══ Texto para leitura

Montmartre, mais especificamente a Rue des Abbesses, é um dos melhores lugares de Paris para se começar um dia de maneira muito parisiense. Isso porque estão ali algumas das melhores boulangeries da capital francesa, como Le Grenier à Pain, Coquelicot, La Flûte de Pain e Au Levain d’Antan — este último é o atual campeão do concurso de melhor baguete de Paris, que faz dele o fornecedor oficial do Palácio do Eliseu, residência do casal Nicolas Sarkozy e Carla Bruni (a Rue de Abbesses é bicampeã na acirrada disputa, já que Le Grenier à Pain venceu em 2010). Portanto, passear por Montmartre é uma ótima razão para dispensar o café da manhã do hotel. Não apenas pela qualidade de suas padarias, mas também pela enorme oferta de lojas de alimentos, tanto "traiteurs" que vendem pratos prontos, quanto as casas especializadas (em queijos, em vinhos, em pescados...).

════
══ Registros fornecidos

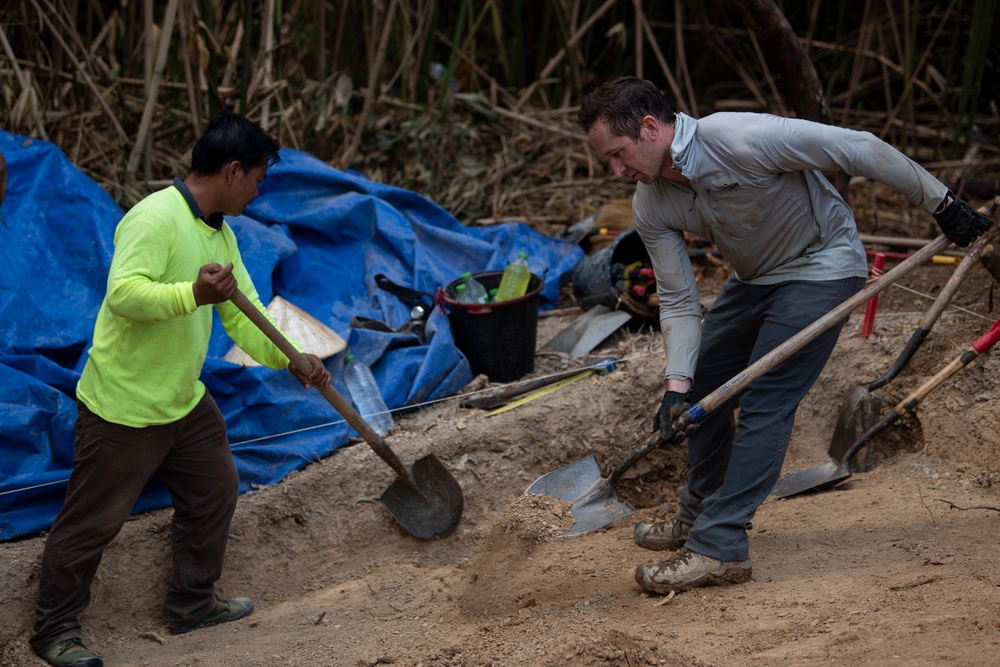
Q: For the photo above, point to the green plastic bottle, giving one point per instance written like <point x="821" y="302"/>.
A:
<point x="516" y="276"/>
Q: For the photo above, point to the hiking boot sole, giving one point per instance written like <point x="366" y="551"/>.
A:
<point x="736" y="576"/>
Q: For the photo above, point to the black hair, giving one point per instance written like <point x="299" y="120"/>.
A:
<point x="231" y="137"/>
<point x="622" y="103"/>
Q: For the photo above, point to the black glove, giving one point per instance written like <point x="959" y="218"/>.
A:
<point x="960" y="222"/>
<point x="671" y="407"/>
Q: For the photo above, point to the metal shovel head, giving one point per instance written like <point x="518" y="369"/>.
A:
<point x="816" y="478"/>
<point x="859" y="413"/>
<point x="594" y="500"/>
<point x="433" y="509"/>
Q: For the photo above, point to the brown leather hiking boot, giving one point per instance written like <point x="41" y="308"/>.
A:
<point x="687" y="569"/>
<point x="661" y="535"/>
<point x="226" y="609"/>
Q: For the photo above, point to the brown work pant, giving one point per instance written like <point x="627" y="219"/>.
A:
<point x="111" y="465"/>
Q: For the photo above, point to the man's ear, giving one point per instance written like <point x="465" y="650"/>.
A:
<point x="230" y="170"/>
<point x="651" y="126"/>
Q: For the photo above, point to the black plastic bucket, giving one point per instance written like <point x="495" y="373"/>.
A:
<point x="498" y="339"/>
<point x="593" y="283"/>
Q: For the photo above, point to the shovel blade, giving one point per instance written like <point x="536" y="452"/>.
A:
<point x="594" y="501"/>
<point x="431" y="510"/>
<point x="858" y="414"/>
<point x="811" y="479"/>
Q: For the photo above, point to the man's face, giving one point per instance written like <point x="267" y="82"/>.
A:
<point x="242" y="186"/>
<point x="641" y="160"/>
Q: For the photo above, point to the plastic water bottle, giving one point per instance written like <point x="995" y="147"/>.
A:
<point x="462" y="294"/>
<point x="366" y="395"/>
<point x="474" y="290"/>
<point x="516" y="276"/>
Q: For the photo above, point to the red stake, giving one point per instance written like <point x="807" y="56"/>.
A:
<point x="869" y="323"/>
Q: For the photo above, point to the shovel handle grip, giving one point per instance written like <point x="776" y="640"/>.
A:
<point x="334" y="397"/>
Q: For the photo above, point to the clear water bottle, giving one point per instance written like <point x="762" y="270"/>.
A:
<point x="516" y="276"/>
<point x="474" y="290"/>
<point x="366" y="395"/>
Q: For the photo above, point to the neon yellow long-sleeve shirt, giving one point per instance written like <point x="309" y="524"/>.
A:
<point x="151" y="339"/>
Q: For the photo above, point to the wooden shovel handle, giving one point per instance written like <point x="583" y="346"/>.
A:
<point x="802" y="338"/>
<point x="909" y="404"/>
<point x="335" y="398"/>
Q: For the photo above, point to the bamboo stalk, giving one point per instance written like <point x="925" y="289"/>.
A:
<point x="154" y="87"/>
<point x="22" y="81"/>
<point x="557" y="58"/>
<point x="192" y="89"/>
<point x="373" y="78"/>
<point x="83" y="72"/>
<point x="268" y="49"/>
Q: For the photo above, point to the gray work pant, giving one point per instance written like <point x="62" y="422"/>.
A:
<point x="737" y="452"/>
<point x="111" y="465"/>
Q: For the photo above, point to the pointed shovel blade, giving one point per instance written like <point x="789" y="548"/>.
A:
<point x="430" y="511"/>
<point x="859" y="413"/>
<point x="594" y="501"/>
<point x="812" y="479"/>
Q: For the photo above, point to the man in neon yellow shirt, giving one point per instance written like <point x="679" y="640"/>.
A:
<point x="143" y="411"/>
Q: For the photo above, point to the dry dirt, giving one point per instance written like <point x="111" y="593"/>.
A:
<point x="896" y="566"/>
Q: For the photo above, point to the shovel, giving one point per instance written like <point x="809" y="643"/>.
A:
<point x="861" y="407"/>
<point x="832" y="473"/>
<point x="426" y="500"/>
<point x="594" y="498"/>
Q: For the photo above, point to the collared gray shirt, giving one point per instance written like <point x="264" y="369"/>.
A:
<point x="758" y="194"/>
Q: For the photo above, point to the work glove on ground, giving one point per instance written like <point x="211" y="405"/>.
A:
<point x="671" y="407"/>
<point x="960" y="222"/>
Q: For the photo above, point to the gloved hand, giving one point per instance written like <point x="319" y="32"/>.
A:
<point x="960" y="222"/>
<point x="671" y="407"/>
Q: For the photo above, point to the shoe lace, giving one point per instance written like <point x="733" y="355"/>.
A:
<point x="665" y="528"/>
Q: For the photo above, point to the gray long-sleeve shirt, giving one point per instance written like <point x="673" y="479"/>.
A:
<point x="757" y="193"/>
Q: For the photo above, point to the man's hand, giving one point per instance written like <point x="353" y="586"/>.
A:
<point x="319" y="376"/>
<point x="215" y="284"/>
<point x="671" y="407"/>
<point x="960" y="222"/>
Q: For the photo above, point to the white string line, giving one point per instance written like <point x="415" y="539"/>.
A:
<point x="468" y="394"/>
<point x="342" y="421"/>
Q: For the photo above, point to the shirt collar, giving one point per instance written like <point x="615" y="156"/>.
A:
<point x="214" y="221"/>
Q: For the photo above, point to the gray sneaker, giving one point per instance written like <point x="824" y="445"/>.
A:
<point x="70" y="653"/>
<point x="661" y="535"/>
<point x="687" y="569"/>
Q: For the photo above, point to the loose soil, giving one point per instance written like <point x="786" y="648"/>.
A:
<point x="896" y="566"/>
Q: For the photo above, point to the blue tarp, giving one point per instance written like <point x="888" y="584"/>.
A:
<point x="315" y="236"/>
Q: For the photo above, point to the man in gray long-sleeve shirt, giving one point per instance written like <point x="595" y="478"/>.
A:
<point x="751" y="184"/>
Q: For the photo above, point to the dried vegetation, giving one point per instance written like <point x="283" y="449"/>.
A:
<point x="472" y="103"/>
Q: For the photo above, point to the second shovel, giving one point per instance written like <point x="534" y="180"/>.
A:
<point x="834" y="472"/>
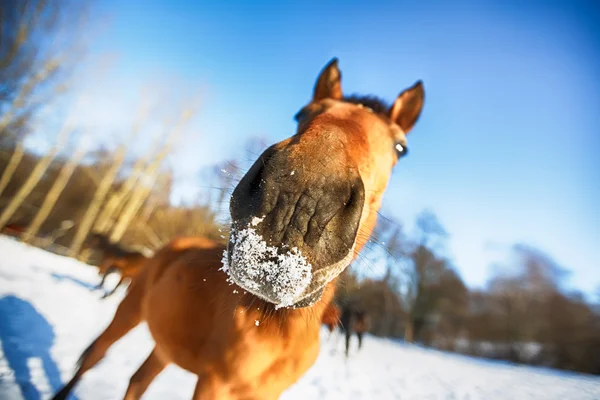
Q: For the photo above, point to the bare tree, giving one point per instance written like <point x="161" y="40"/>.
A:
<point x="10" y="169"/>
<point x="34" y="177"/>
<point x="59" y="184"/>
<point x="38" y="44"/>
<point x="141" y="193"/>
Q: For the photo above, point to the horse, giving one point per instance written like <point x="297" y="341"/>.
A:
<point x="245" y="317"/>
<point x="331" y="317"/>
<point x="115" y="259"/>
<point x="354" y="320"/>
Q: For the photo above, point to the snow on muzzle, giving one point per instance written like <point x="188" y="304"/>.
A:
<point x="280" y="277"/>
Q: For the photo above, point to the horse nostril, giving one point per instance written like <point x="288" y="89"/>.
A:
<point x="356" y="198"/>
<point x="256" y="181"/>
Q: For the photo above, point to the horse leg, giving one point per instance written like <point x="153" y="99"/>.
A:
<point x="114" y="289"/>
<point x="105" y="269"/>
<point x="348" y="335"/>
<point x="142" y="378"/>
<point x="127" y="316"/>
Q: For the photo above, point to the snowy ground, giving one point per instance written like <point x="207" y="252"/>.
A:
<point x="48" y="316"/>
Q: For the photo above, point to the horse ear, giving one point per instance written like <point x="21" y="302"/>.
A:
<point x="329" y="83"/>
<point x="406" y="109"/>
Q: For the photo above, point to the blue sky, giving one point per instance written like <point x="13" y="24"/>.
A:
<point x="506" y="148"/>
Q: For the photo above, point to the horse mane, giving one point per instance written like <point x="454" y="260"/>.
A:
<point x="377" y="104"/>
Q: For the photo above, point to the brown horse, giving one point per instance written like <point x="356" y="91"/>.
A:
<point x="115" y="259"/>
<point x="331" y="317"/>
<point x="354" y="321"/>
<point x="303" y="211"/>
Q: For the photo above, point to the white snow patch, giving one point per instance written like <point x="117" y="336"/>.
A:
<point x="258" y="266"/>
<point x="384" y="369"/>
<point x="256" y="221"/>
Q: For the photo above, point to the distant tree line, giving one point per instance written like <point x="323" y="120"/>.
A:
<point x="524" y="314"/>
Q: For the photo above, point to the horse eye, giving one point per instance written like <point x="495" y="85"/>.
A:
<point x="401" y="150"/>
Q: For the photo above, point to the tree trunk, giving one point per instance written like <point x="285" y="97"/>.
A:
<point x="90" y="214"/>
<point x="409" y="331"/>
<point x="143" y="191"/>
<point x="55" y="191"/>
<point x="117" y="201"/>
<point x="11" y="167"/>
<point x="34" y="178"/>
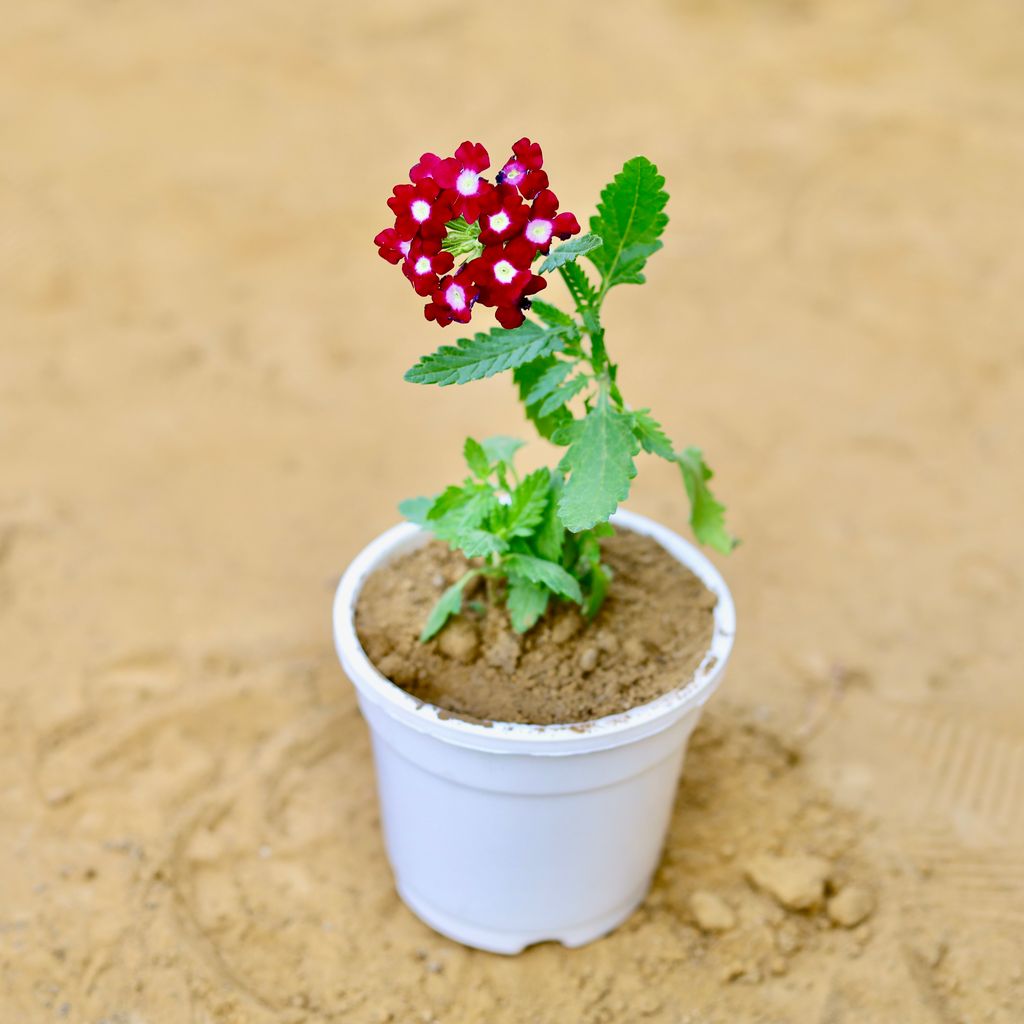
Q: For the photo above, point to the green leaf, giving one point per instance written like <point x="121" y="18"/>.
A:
<point x="416" y="509"/>
<point x="449" y="604"/>
<point x="501" y="449"/>
<point x="600" y="577"/>
<point x="459" y="514"/>
<point x="651" y="436"/>
<point x="600" y="465"/>
<point x="551" y="315"/>
<point x="526" y="378"/>
<point x="544" y="572"/>
<point x="529" y="500"/>
<point x="569" y="251"/>
<point x="476" y="543"/>
<point x="707" y="515"/>
<point x="486" y="354"/>
<point x="579" y="285"/>
<point x="550" y="538"/>
<point x="526" y="601"/>
<point x="630" y="218"/>
<point x="560" y="396"/>
<point x="476" y="459"/>
<point x="548" y="381"/>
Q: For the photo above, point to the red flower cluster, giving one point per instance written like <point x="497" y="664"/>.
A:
<point x="516" y="216"/>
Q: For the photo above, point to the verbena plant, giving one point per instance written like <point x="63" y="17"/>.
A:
<point x="538" y="537"/>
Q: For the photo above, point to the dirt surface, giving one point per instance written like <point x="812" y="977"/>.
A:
<point x="203" y="419"/>
<point x="648" y="638"/>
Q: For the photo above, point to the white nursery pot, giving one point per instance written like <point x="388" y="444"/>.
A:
<point x="505" y="835"/>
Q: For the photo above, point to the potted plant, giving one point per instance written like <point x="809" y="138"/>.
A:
<point x="531" y="660"/>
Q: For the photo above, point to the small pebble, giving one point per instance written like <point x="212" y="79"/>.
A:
<point x="787" y="939"/>
<point x="850" y="906"/>
<point x="798" y="883"/>
<point x="712" y="912"/>
<point x="459" y="641"/>
<point x="634" y="650"/>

════

**Instrução:**
No texto sobre Montmartre, qual boulangerie da Rue des Abbesses venceu o concurso de melhor baguete de Paris em 2010? Os registros têm origem em outra fonte.

**Resultado:**
Le Grenier à Pain.